▶ _Dataset records_:
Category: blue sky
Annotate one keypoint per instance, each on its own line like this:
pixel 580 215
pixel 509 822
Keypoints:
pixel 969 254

▶ _Task instructions_: Convert the material into a Markdown table with two columns, Row and Text. Give each non-blank line its own row, numbered in order.

▶ _Answer to this problem_:
| Row | Text |
|---|---|
| 1 | Category: blue sky |
| 2 | Annotate one keypoint per instance, each on its own line like this: |
| 3 | pixel 580 215 |
| 4 | pixel 509 822 |
| 5 | Keypoints: |
| 6 | pixel 969 254 |